··· Source text

Model of Sobibor by Alexander Pechorsky
The
Sobibor prisoners knew what fate awaited them. Leon
Feldhendler, a man in his early thirties who had been
chairman of the Jewish Council in Zolkiew, organized
an underground organization at Sobibor to plan an
escape.
In
the second half of September, Soviet Jewish prisoners
of war were brought to the camp from Minsk. A tall
man, about thirty-five years old, still wearing his
Red Army lieutenant’s uniform, attracted
Feldhendler’s attention. His name was Alexander
"Sasha" Pechorsky and the underground
recruited him into its ranks and put him in command,
with Feldhendler as his deputy.


Alexander Pechorsky and Leon
Feldhendler
USHMM Photo Archives
Up
until the hour that had been set for the outbreak of
the revolt, life in the camp continued as usual.
Except for the underground members, the vast majority
of the prisoners in the camp did not know what was
about to happen.

······

Problem description
In the Sobibor text, who did the underground put in command, with Feldhendler as deputy? Rely only on the text about Sobibor.

··· Provided data

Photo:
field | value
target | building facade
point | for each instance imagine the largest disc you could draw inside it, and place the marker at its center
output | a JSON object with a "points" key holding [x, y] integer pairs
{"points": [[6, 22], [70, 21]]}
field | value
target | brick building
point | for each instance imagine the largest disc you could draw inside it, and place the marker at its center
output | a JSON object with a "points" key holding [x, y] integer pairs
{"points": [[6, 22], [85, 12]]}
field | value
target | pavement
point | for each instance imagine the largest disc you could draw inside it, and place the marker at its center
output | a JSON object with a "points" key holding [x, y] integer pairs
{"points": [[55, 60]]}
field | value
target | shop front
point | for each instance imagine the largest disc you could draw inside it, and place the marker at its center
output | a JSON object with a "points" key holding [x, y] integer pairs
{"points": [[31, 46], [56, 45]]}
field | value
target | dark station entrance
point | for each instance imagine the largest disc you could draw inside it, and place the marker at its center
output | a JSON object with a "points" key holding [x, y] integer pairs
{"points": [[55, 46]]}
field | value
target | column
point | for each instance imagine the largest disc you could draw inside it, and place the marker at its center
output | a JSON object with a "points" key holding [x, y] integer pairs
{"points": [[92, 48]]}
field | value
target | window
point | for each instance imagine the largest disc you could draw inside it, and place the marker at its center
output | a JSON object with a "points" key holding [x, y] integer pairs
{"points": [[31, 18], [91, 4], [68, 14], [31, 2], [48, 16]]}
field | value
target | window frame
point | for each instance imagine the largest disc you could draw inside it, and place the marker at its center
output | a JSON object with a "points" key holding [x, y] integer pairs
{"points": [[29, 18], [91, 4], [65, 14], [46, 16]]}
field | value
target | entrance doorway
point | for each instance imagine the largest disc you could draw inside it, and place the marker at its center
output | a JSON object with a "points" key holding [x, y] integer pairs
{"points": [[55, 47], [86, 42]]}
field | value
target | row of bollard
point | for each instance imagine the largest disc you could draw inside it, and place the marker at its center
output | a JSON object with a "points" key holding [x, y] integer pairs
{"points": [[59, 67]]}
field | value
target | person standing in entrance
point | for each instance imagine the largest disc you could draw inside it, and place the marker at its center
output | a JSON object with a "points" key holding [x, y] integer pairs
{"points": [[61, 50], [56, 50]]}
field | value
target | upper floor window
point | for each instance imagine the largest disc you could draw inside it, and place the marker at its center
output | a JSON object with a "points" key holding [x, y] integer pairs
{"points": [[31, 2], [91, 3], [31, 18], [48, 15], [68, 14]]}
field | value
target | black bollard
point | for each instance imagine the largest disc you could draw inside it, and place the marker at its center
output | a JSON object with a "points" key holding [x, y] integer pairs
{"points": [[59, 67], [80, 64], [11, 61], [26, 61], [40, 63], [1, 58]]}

······
··· Provided data

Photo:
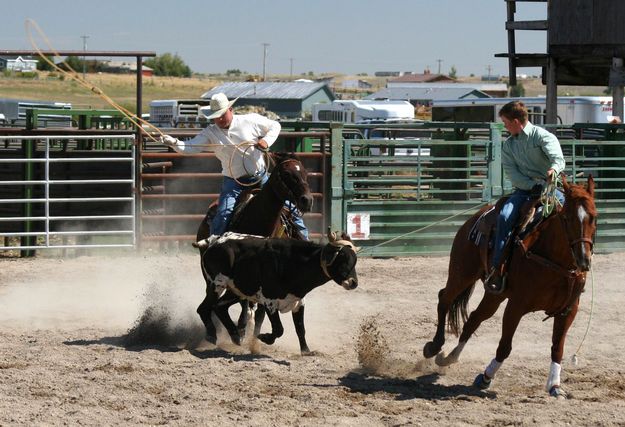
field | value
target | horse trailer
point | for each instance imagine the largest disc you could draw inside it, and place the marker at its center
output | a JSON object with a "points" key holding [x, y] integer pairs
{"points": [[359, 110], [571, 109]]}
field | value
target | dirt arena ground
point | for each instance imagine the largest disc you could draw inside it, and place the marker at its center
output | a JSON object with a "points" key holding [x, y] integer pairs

······

Final result
Alexander "Sasha" Pechorsky